== Task statement ==
Render the listing below, from its first line through the line containing "If a ring sits", as a Markdown table with the columns Row and Line. Leave out blank lines.

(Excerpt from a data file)
__________________________________________________

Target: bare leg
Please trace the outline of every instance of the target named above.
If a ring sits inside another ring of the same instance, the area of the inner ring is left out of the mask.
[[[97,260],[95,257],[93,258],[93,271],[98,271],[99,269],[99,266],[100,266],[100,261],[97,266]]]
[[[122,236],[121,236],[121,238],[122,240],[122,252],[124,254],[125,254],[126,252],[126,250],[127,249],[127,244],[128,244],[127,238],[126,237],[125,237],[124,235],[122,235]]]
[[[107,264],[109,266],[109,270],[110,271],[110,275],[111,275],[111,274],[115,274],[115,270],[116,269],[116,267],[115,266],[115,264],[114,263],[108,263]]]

__________________________________________________

== Exercise solution ==
| Row | Line |
|---|---|
| 1 | Target: bare leg |
| 2 | Please trace the outline of every instance of the target named above. |
| 3 | If a ring sits inside another ring of the same instance, the area of the inner ring is left out of the mask. |